Data extracted from a collection

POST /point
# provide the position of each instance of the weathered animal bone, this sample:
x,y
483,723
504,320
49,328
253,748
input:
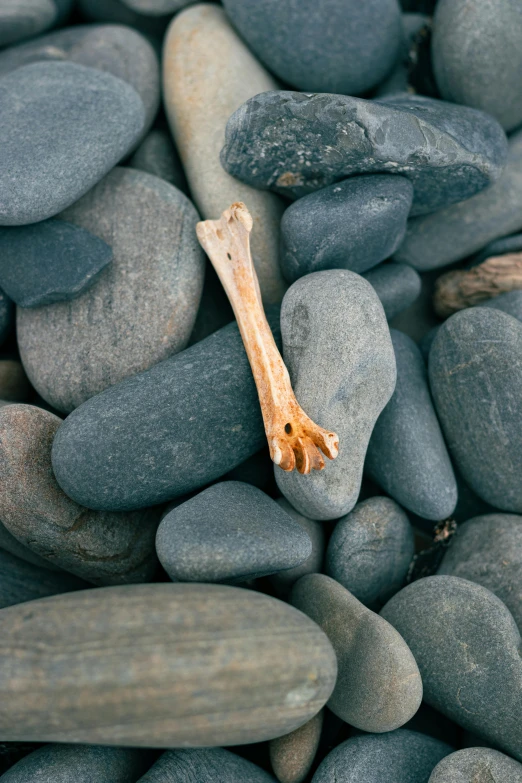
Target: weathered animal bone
x,y
293,438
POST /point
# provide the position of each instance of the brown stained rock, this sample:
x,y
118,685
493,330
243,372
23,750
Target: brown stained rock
x,y
102,547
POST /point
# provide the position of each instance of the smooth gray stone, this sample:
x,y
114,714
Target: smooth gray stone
x,y
401,756
460,230
48,262
354,224
477,765
477,57
338,351
96,117
488,550
296,143
378,684
467,646
396,285
370,551
164,432
204,765
407,455
333,46
230,532
144,306
476,380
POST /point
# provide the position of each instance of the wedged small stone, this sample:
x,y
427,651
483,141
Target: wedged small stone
x,y
467,646
407,455
354,224
370,551
208,72
231,532
378,686
476,380
159,662
337,347
143,308
102,548
296,143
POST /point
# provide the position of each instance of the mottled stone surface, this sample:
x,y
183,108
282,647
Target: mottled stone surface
x,y
448,152
143,308
339,355
378,686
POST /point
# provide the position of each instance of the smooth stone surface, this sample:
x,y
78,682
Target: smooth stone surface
x,y
400,757
208,72
346,47
467,647
296,143
338,352
407,455
143,308
476,380
354,225
102,548
165,664
378,685
396,285
49,262
370,551
97,117
141,442
231,532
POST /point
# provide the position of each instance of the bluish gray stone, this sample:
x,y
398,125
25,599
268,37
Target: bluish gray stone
x,y
476,380
370,551
230,532
407,455
95,116
354,224
296,143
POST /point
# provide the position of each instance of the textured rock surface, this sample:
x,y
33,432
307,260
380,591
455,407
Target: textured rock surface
x,y
143,308
448,152
159,662
339,355
378,686
208,74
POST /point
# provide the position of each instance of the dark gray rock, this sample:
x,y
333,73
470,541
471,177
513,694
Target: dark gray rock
x,y
378,685
48,262
370,551
95,116
407,455
296,143
231,532
398,757
354,224
331,47
476,381
467,646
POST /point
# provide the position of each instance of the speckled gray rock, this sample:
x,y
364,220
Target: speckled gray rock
x,y
231,532
97,117
396,285
448,152
345,47
49,262
401,756
378,685
467,646
354,225
340,358
370,551
143,308
407,455
476,381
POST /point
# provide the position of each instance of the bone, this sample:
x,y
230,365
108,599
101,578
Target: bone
x,y
295,441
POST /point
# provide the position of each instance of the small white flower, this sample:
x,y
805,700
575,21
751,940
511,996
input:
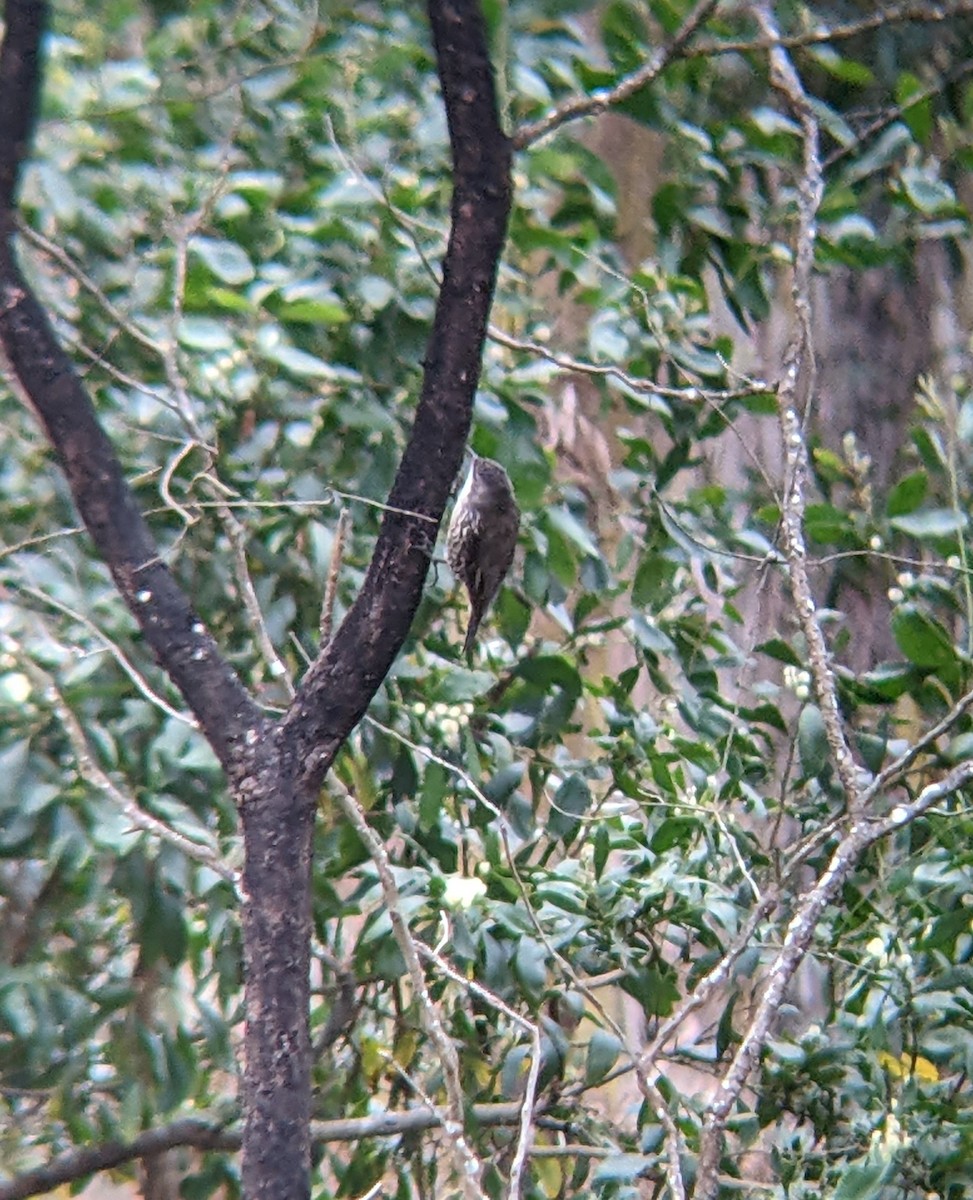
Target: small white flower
x,y
462,892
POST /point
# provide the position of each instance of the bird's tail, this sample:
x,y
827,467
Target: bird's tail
x,y
474,624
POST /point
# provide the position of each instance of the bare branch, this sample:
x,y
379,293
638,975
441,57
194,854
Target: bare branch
x,y
863,833
895,15
797,378
334,573
467,1167
530,1089
90,771
206,1135
606,97
140,683
898,111
337,689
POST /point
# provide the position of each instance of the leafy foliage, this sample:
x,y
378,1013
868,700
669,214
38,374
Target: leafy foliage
x,y
236,220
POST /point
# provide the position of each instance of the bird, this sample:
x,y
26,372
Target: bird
x,y
482,537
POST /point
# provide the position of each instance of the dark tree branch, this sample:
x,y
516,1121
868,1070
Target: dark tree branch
x,y
276,768
923,13
336,690
180,641
19,93
338,687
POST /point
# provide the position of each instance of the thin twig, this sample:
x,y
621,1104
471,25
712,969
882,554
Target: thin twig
x,y
799,375
91,772
606,97
919,13
142,684
524,1139
466,1163
334,573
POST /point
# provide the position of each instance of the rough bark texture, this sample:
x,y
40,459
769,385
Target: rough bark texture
x,y
337,688
275,769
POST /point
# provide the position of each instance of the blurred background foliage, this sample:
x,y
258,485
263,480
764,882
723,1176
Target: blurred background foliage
x,y
235,215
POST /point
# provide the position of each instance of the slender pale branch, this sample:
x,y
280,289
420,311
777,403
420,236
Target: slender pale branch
x,y
882,18
863,833
607,97
468,1168
77,1164
798,381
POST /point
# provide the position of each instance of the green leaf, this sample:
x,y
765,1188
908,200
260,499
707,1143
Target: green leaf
x,y
622,1168
436,781
922,639
907,495
602,1054
571,801
781,651
204,334
928,193
530,964
812,742
863,1181
674,832
930,523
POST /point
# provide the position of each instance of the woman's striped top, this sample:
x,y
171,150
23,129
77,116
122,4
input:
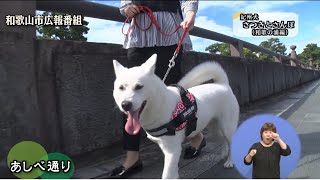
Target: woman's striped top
x,y
167,21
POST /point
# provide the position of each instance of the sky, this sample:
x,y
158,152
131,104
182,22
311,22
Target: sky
x,y
217,16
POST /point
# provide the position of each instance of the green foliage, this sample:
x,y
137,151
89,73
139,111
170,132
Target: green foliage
x,y
62,32
219,48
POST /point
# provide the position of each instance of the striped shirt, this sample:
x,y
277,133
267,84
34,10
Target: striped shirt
x,y
167,21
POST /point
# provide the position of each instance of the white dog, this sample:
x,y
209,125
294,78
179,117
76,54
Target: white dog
x,y
149,104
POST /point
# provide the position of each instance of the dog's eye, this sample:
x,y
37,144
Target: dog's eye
x,y
121,87
138,86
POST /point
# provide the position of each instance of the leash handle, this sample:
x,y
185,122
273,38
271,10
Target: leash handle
x,y
172,63
153,20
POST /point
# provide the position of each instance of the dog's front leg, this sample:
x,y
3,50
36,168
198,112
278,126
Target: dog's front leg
x,y
172,154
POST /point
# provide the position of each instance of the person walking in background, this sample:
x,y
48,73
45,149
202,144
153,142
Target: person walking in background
x,y
266,154
141,45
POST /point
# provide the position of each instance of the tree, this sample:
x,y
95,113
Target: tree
x,y
247,53
311,51
274,45
62,32
224,49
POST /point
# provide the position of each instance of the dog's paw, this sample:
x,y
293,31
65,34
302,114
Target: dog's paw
x,y
228,164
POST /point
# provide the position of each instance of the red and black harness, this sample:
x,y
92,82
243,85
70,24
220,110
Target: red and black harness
x,y
184,116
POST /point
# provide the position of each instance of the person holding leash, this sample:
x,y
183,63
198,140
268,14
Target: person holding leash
x,y
161,38
266,154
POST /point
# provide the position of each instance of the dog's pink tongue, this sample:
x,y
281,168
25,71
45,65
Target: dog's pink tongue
x,y
133,126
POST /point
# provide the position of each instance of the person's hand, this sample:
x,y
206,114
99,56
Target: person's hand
x,y
131,10
253,152
188,22
275,136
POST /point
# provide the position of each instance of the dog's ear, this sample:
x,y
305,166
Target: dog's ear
x,y
117,67
150,64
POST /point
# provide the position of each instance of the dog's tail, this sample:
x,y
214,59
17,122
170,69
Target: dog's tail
x,y
202,73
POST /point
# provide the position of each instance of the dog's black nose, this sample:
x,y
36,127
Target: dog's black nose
x,y
126,105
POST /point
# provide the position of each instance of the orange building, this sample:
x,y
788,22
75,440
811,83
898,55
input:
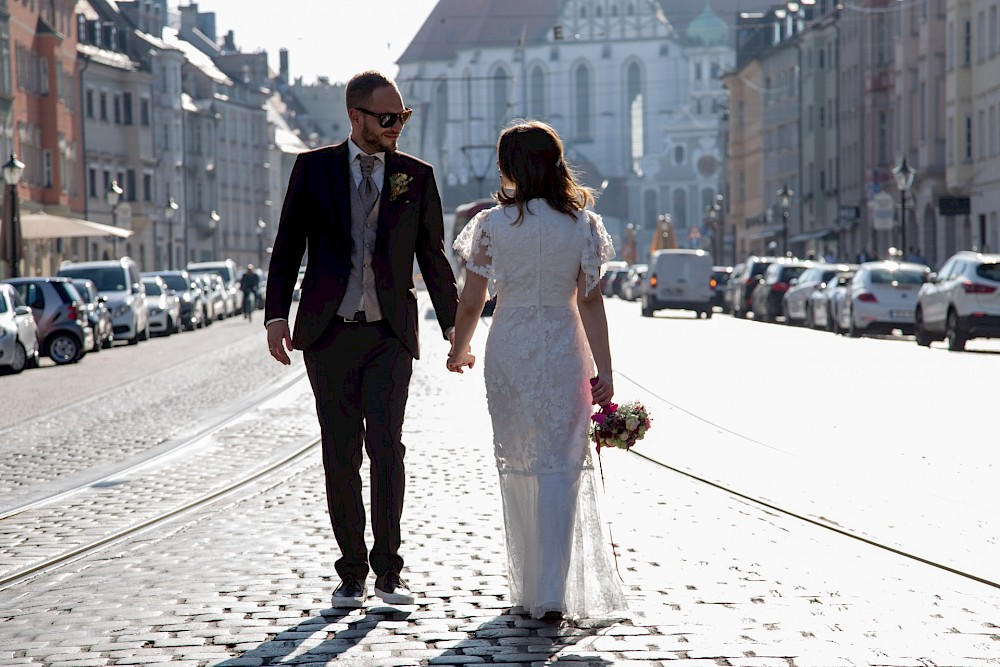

→ **EXERCISE REQUIREMENTS**: Every entry above is to be set down exactly; the pictures are to be left out.

→ **TASK RESULT**:
POST /point
# provide the position of each instance of the weathered animal bone, this sample:
x,y
483,723
504,320
49,328
253,748
input:
Target: weathered animal bone
x,y
293,438
POST /point
# provide the position of each instance of the brown stained rock, this sample:
x,y
118,685
493,330
243,372
23,750
Target: brown stained rock
x,y
102,547
POST /point
# provide the position of each instance of the smooth gray stone, this sample:
x,y
114,714
Target: smooth gray stone
x,y
401,756
460,230
48,262
354,224
477,765
477,57
338,351
96,117
488,550
296,143
378,684
467,646
396,285
370,551
164,432
204,765
407,455
333,46
230,532
144,306
476,380
POST /point
# provide the position of each instance of the wedged small stone, this sample:
x,y
427,651
483,141
Target: wedged small stone
x,y
467,646
407,455
354,224
370,551
208,72
231,532
378,686
476,380
159,662
337,347
143,308
102,548
296,143
POST /point
# provide the position of each instance of the mottled stone surface, this sample:
x,y
183,108
282,647
Target: mottled stone surface
x,y
448,152
143,308
339,355
378,686
POST /point
# provide the position of each instance of the smooth stone surface, this sample:
x,y
78,682
Target: smooth stone surface
x,y
400,757
208,72
346,47
467,647
296,143
338,352
407,455
143,308
476,380
354,225
102,548
165,664
378,685
396,285
49,262
370,551
97,117
141,442
231,532
POST /point
# provide the position of each instance of the bluish gray stone, this sample:
x,y
398,125
25,599
268,37
Target: bluish gray stone
x,y
476,380
370,551
230,532
407,455
95,116
354,224
296,143
POST /point
# provide the position of each instance of the textured rock surface, this sample:
x,y
33,432
307,260
380,591
455,407
Target: textured rock surface
x,y
143,308
448,152
159,662
339,355
378,686
208,74
POST /point
# provide the position of each instance of the dark gray rock, this sample:
x,y
333,73
470,541
471,177
513,694
Target: dark gray rock
x,y
378,685
48,262
370,551
95,116
407,455
296,143
231,532
398,757
354,224
331,47
476,381
467,646
POST /point
# provide the position of each instance of the speckled gray rock, this sample:
x,y
364,220
Target: speckled gray rock
x,y
231,532
97,117
396,285
448,152
345,47
49,262
401,756
378,685
467,646
354,225
340,358
370,551
143,308
407,455
476,381
POST /point
# provide the position of each instance of the bone, this sample:
x,y
230,365
108,599
101,578
Target: bone
x,y
295,441
POST /point
# provide the position of each instance of the small white flower, this sample:
x,y
805,700
575,21
751,940
511,996
input:
Target: small white flower
x,y
462,892
POST /point
# provide the position of each instance of the bird's tail, this sample:
x,y
827,467
Target: bird's tail
x,y
474,624
POST /point
# provide the position of each instance of the bare branch, this sample:
x,y
379,293
638,975
441,57
194,854
Target: bare branch
x,y
863,833
895,15
797,378
334,573
467,1167
530,1089
90,771
206,1135
606,97
140,683
898,111
337,689
POST /point
# provide the position of each instance of the leafy foliage, this sample:
x,y
378,1013
868,700
669,214
38,374
Target: leafy foliage
x,y
236,220
POST /point
# provide the position of each instance of the bird, this sample:
x,y
26,372
Target: bird
x,y
482,537
POST /point
# provide the position of each instance of the dark tree branch, this sample:
x,y
516,1121
868,1070
Target: dark tree branch
x,y
276,768
923,13
336,690
180,641
19,93
338,687
POST /point
# provide the position of each instance of the thin twig, this sample:
x,y
621,1104
471,25
712,969
882,554
Target: thin twig
x,y
799,375
91,772
606,97
919,13
142,684
524,1139
466,1163
334,573
POST /point
# provide the position of each instance of the rough bark texture, this sample:
x,y
40,459
769,385
Target: rough bark texture
x,y
337,688
275,769
POST /point
# provide the position of each instance of the blurred background foliage, this sample:
x,y
258,485
263,480
764,882
723,1176
Target: blurred background foliage
x,y
235,215
POST /point
# provide the position of each instance of the slender pale branch, this sample:
x,y
280,289
420,311
777,403
420,236
Target: slender pale branch
x,y
882,18
863,833
607,97
468,1168
77,1164
798,381
POST /point
# provide the position of each instance of the green leaf, this sample:
x,y
765,1188
908,200
260,499
707,1143
Target: green leaf
x,y
622,1168
436,781
922,639
907,495
602,1054
571,801
781,651
204,334
928,193
530,964
812,742
863,1181
674,832
930,523
POST /point
# provide the position of each instance of the woman's striped top, this sample:
x,y
171,150
23,129
77,116
122,4
input:
Target: woman's striped top
x,y
167,21
POST /point
# provide the position of each instance of the sky, this sample:
x,y
158,152
131,104
182,22
311,22
Target: sky
x,y
217,16
POST /point
# provide the position of each instance of the green foliage, this sample:
x,y
137,151
89,73
139,111
170,132
Target: green foliage
x,y
62,32
219,48
POST /point
# provide the position of each instance of the striped shirt, this sample:
x,y
277,133
267,84
34,10
Target: striped shirt
x,y
167,21
POST /point
# provide the position of each instance of the white dog, this sample:
x,y
209,125
294,78
179,117
76,54
Target: white dog
x,y
149,104
POST /point
# provide the position of each instance of the dog's eye, this sample:
x,y
37,144
Target: dog's eye
x,y
121,87
138,86
POST /point
# provide the position of each instance of the leash handle, this sample:
x,y
185,122
273,38
271,10
Target: leash handle
x,y
172,63
153,20
POST /point
# provide the position of each instance of the dog's front leg, this sample:
x,y
3,50
36,168
198,112
278,126
Target: dog's front leg
x,y
172,154
POST /point
# provide the position of each instance of the person walking in background, this sample:
x,y
48,73
45,149
202,144
153,142
Target: person walking in background
x,y
266,154
141,45
POST /point
# provide the position of each instance of the tree, this sample:
x,y
95,113
Target: tree
x,y
247,53
311,51
274,45
62,32
224,49
POST /point
# provide the position of each instance of the dog's paw, this sample:
x,y
293,31
65,34
302,114
Target: dog's paw
x,y
228,164
POST /point
# provide the position of each instance of the red and black harness, this sample:
x,y
92,82
243,85
70,24
220,110
Target: red and black harness
x,y
184,116
POST /point
# provide the position of each instance of the person holding leash, this sample:
x,y
183,63
198,140
268,14
Target: person holding leash
x,y
161,38
266,154
POST /point
# provide the position of each instance of the dog's pink tongue, this sample:
x,y
281,168
25,71
45,65
Target: dog's pink tongue
x,y
133,126
POST /point
# provide the position of each instance of the person's hand, this sample:
x,y
206,114
99,56
Target: person's hand
x,y
131,10
253,152
188,22
275,136
POST /point
# provide the position of each instance of the dog's ear, this sample:
x,y
305,166
Target: dog's ear
x,y
117,67
150,64
POST /point
# provide the position of each instance of the dog's tail, this sample:
x,y
214,59
17,122
170,69
Target: dog's tail
x,y
202,73
POST /point
# provide the position of each instance of the dog's black nose, this sample:
x,y
36,127
Target: dog's black nose
x,y
126,105
POST /point
# provide the position of each instance of the orange building, this sample:
x,y
788,22
75,440
811,83
898,55
input:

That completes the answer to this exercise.